__Challenge__: Scale these lines by writing out everything from the line containing "Practice step: put one dot on the large" down to the line containing "(1243, 543)". Keep the request lines unchanged, and multiply every point coordinate in the answers by 2.4, rounding to whole numbers with halves going up.

Pointing dataset records
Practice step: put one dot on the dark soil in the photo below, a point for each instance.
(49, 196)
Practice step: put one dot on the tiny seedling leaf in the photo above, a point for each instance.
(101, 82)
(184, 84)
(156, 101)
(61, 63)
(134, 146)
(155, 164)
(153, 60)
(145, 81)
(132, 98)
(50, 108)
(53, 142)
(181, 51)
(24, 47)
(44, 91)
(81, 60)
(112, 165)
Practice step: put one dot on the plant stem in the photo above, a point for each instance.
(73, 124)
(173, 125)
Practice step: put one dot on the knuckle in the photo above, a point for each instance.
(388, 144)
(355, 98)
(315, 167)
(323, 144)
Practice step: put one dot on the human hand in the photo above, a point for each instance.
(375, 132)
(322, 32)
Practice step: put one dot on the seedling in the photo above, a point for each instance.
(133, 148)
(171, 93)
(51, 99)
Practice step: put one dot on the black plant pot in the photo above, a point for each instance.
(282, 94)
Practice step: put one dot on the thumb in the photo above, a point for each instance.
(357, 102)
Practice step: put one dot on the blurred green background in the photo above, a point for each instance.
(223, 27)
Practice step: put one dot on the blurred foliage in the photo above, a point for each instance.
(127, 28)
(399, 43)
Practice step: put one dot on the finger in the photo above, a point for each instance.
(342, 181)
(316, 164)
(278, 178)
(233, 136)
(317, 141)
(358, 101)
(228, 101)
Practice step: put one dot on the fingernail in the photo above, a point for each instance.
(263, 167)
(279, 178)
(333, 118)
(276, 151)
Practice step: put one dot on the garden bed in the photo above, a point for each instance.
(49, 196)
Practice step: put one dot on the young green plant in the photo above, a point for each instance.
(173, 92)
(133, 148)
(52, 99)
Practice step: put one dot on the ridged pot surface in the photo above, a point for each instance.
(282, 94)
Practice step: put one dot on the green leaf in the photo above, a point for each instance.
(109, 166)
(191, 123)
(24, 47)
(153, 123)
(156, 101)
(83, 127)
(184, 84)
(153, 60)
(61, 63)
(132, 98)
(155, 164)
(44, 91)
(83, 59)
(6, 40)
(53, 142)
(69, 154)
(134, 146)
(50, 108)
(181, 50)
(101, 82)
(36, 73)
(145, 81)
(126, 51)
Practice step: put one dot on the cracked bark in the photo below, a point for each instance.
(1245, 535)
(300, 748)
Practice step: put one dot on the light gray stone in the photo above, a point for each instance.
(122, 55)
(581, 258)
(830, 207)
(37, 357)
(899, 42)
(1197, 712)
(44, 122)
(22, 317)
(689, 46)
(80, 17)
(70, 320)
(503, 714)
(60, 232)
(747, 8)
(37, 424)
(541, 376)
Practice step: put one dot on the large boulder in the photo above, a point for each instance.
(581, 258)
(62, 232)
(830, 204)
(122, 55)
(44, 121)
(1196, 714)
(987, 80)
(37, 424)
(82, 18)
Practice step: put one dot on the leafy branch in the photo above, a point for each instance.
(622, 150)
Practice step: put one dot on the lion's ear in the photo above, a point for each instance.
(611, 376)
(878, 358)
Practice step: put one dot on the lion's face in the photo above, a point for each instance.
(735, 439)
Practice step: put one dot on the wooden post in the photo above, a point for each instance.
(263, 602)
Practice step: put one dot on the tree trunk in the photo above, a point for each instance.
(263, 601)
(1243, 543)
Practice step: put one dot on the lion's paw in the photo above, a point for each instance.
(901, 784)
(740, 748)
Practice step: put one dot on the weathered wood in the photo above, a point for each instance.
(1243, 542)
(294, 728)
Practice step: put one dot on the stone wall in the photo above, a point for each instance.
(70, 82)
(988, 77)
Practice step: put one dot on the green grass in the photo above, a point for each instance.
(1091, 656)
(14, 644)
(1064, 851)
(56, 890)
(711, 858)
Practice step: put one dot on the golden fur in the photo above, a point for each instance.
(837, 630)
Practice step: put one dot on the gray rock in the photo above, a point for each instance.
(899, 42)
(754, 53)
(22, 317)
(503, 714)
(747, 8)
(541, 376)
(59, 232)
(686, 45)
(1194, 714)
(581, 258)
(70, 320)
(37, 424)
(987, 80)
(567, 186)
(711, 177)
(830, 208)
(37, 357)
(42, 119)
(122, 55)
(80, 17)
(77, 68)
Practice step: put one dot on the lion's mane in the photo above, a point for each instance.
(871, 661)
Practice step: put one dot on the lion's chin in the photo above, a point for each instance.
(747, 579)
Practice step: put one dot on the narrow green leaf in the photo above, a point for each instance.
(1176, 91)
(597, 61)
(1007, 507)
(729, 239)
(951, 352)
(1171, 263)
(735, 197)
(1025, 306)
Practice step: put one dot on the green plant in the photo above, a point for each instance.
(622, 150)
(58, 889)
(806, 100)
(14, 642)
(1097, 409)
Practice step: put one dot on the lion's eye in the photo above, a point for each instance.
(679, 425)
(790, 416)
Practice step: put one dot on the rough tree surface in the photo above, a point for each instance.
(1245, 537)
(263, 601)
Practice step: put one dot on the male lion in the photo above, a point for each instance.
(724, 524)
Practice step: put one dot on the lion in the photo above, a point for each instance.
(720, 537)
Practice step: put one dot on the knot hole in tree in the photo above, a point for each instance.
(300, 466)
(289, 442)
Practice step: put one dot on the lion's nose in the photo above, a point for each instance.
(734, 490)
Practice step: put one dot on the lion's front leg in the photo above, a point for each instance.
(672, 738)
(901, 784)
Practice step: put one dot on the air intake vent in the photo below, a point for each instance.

__Response to the task__:
Practice step: put one dot on the large boulder in the photo above, a point for each instance.
(1394, 619)
(149, 557)
(1992, 490)
(293, 132)
(106, 290)
(2870, 1714)
(2369, 192)
(89, 1018)
(197, 43)
Practice step: put one dot on the leafy branch in the photo above, a point for each instance.
(1493, 360)
Practice step: put one dot on the lion's ear in the photo above, a point for each instance.
(1466, 902)
(2107, 859)
Practice step: put one dot on the lion's face in the photo above, a point for each instance.
(1764, 1054)
Practice step: put one dot on the wooden post in the photo above, a point for each instance.
(631, 1445)
Practice step: put one dot on the tree trunk in the photo above, a point for each instance.
(631, 1442)
(2983, 1303)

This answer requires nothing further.